+++ Text section

A committee looked at the impact on first-time buyers and minorities – and the real estate industry – if a high percentage of traditional family homes become rentals.
WASHINGTON – Congress targets investors and asks a question: “Where have all the houses gone?”
The pace of single-family rental home purchases by hedge fund-backed investors has risen in recent years, according to data submitted by the companies to the U.S. House Financial Services Committee.
During a June 28 committee hearing on the own-to-rent industry, witnesses called for expanded protections for renters, more public housing, limits to local zoning rules that prevent new housing from being built, and other federal laws to help bridge generational wealth gaps.
In 2011, no single investor owned over 1,000 U.S. homes. However, the five biggest investors owned a combined 280,637 as of October 2021, adding 76,325 homes to their portfolios between March 2018 and October 2021.

++++++
+++ Supplied records

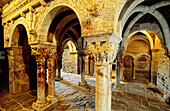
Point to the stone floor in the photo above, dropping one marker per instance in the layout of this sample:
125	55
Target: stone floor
136	97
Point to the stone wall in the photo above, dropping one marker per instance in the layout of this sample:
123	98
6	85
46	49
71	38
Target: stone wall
163	71
18	76
69	62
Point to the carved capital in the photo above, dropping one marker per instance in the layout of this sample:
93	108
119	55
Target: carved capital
43	3
53	54
104	51
43	50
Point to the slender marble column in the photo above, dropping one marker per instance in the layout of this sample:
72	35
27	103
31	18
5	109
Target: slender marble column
154	66
103	88
167	94
40	80
87	64
59	64
51	81
104	53
82	70
117	82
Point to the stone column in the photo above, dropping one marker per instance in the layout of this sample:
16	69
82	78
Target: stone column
104	53
40	81
59	65
40	53
167	94
154	66
117	77
17	70
134	68
82	70
51	76
91	66
117	88
87	64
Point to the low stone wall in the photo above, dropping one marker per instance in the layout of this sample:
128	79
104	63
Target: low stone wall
163	71
69	62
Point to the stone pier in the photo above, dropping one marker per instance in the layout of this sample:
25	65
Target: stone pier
104	48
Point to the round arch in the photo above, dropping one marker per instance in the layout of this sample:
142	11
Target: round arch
145	32
47	20
15	31
16	34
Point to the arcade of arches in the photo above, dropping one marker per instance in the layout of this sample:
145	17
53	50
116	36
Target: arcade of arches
123	46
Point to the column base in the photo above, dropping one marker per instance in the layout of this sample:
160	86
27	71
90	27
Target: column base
51	99
166	98
58	78
38	105
117	91
84	83
152	86
42	107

++++++

Task instructions:
a) In the article on investor-owned rental homes, list each thing the witnesses at the June 28 committee hearing called for.
b) Copy out the stretch of the article on investor-owned rental homes from "WASHINGTON – Congress" through "generational wealth gaps.".
You won't need the rows for any of this.

Outputs for the tasks:
a)
- Expanded protections for renters
- More public housing
- Limits to local zoning rules that prevent new housing from being built
- Other federal laws to help bridge generational wealth gaps

b)
WASHINGTON – Congress targets investors and asks a question: “Where have all the houses gone?”
The pace of single-family rental home purchases by hedge fund-backed investors has risen in recent years, according to data submitted by the companies to the U.S. House Financial Services Committee.
During a June 28 committee hearing on the own-to-rent industry, witnesses called for expanded protections for renters, more public housing, limits to local zoning rules that prevent new housing from being built, and other federal laws to help bridge generational wealth gaps.